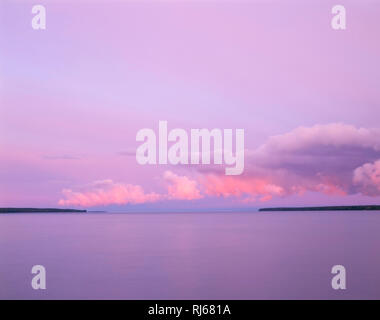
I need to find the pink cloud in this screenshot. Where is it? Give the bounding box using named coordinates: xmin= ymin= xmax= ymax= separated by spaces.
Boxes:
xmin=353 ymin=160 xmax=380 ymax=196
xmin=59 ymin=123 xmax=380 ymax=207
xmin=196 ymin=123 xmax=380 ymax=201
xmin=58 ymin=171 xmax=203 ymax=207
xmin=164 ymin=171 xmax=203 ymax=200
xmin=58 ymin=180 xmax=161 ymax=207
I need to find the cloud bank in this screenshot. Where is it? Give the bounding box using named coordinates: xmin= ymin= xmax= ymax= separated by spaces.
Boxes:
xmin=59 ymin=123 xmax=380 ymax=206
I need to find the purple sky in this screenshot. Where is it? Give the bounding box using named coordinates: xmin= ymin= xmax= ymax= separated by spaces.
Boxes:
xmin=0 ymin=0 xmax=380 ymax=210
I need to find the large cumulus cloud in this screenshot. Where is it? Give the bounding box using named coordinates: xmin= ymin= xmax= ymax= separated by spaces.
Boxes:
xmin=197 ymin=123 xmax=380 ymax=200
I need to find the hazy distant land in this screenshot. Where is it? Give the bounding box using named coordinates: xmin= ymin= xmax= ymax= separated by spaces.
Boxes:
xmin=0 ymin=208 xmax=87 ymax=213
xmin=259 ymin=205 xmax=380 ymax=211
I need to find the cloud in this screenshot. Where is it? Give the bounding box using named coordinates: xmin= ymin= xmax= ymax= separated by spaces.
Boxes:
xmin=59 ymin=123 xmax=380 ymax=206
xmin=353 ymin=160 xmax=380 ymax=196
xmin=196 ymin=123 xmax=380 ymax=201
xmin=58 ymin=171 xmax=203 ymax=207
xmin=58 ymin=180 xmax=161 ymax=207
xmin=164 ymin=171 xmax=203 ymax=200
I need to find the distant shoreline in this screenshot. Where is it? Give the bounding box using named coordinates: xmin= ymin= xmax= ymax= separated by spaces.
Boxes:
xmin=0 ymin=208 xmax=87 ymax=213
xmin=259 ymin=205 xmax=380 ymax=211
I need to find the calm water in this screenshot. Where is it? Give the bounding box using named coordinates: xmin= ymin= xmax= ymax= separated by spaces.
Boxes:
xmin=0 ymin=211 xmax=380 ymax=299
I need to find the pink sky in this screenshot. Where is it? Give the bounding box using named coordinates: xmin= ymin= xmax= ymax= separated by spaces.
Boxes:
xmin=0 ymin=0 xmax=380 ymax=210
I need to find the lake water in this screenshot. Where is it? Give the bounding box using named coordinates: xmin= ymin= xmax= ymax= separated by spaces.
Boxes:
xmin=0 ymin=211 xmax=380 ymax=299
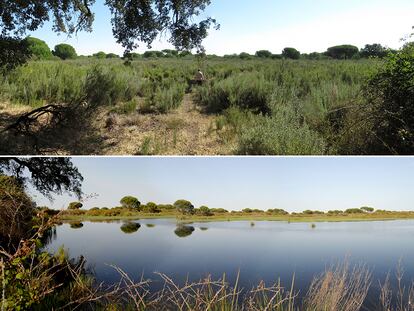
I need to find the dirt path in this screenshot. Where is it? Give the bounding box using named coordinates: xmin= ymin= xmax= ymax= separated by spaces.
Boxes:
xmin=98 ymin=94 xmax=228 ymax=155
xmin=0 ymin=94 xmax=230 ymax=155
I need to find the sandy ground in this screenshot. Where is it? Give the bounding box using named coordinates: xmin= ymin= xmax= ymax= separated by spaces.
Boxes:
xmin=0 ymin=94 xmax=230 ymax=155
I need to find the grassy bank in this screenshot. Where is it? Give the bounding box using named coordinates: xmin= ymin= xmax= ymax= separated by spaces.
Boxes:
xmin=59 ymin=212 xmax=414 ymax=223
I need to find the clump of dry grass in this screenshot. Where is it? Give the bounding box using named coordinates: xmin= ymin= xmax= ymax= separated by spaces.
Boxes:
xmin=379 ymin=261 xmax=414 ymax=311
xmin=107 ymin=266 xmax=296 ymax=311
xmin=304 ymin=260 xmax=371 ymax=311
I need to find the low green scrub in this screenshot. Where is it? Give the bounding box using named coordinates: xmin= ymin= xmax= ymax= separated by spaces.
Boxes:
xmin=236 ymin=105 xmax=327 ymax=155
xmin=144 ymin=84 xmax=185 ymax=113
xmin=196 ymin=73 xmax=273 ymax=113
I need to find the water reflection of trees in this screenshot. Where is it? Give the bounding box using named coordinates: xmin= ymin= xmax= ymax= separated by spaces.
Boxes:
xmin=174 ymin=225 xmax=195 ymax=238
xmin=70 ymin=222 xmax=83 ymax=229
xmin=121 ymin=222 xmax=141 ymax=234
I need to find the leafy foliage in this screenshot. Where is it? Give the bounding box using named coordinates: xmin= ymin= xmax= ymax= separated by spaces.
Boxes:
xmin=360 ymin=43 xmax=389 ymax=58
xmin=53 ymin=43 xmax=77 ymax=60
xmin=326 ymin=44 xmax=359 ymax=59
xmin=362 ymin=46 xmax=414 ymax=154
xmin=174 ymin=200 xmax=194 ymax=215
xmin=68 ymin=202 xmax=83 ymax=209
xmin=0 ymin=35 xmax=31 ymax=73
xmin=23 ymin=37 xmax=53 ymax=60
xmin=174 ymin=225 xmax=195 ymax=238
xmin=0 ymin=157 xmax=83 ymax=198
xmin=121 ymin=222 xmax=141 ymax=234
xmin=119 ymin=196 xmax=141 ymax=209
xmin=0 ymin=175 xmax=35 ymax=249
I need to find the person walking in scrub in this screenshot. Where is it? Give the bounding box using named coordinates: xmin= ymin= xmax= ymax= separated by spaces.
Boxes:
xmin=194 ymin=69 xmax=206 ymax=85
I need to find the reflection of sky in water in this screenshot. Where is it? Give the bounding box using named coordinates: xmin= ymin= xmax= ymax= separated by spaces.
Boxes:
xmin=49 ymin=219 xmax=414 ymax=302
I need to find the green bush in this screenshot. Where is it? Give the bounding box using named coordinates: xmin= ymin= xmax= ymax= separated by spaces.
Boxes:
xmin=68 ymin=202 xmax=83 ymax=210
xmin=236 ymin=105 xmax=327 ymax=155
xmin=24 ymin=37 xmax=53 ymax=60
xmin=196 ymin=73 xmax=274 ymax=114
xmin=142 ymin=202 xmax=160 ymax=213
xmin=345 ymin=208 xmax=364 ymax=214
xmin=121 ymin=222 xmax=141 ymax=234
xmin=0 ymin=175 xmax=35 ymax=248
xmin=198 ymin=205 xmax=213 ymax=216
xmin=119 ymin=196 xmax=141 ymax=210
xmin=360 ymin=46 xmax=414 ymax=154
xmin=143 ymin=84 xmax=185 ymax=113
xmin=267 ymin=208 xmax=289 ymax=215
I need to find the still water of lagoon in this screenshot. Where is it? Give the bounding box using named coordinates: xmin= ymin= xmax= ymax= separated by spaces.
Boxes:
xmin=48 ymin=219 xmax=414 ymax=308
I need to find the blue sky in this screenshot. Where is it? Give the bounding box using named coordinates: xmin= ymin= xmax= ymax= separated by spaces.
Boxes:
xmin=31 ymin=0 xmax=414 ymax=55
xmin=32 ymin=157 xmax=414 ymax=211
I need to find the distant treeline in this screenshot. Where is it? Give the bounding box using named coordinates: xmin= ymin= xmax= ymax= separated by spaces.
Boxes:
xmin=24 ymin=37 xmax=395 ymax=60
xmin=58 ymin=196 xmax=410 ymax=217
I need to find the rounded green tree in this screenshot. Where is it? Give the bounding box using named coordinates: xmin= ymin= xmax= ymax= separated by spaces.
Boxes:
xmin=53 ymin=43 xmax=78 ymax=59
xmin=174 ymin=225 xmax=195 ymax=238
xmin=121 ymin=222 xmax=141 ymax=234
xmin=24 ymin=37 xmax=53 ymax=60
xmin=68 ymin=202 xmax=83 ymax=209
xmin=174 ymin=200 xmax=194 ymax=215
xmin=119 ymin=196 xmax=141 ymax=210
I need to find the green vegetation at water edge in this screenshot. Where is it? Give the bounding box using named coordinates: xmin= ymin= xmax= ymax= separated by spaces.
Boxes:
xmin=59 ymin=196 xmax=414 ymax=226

...

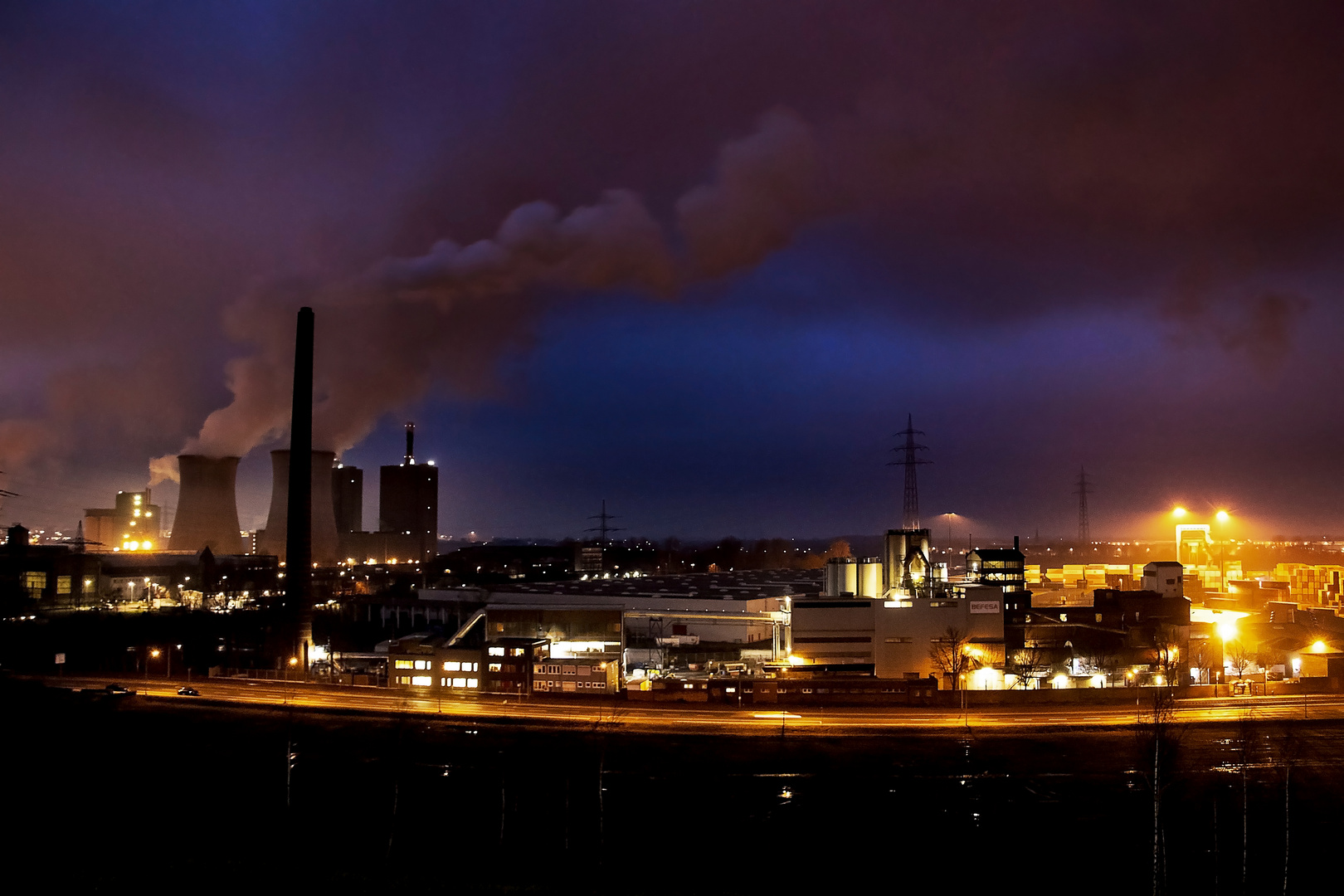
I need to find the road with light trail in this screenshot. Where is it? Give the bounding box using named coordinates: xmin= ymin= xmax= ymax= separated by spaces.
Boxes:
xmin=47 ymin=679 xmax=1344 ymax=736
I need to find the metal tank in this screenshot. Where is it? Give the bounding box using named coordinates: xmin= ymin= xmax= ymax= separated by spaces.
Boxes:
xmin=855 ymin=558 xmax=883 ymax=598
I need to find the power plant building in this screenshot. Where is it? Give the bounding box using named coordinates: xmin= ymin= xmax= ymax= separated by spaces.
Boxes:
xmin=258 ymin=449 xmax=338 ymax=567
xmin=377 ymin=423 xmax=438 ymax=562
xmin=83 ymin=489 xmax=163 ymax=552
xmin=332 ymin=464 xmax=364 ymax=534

§ STATED EXERCISE:
Reproduce the lines from the one containing "I need to find the green vegetation" through the one containing "xmin=59 ymin=196 xmax=414 ymax=226", inclusive, renaming "vegetation" to "foliage" and leaving all else unchanged.

§ WRITTEN ANSWER:
I need to find the green foliage at water edge in this screenshot. Where is it? Give the bounding box using named coordinates: xmin= ymin= xmax= ymax= separated by spaces.
Boxes:
xmin=59 ymin=196 xmax=414 ymax=226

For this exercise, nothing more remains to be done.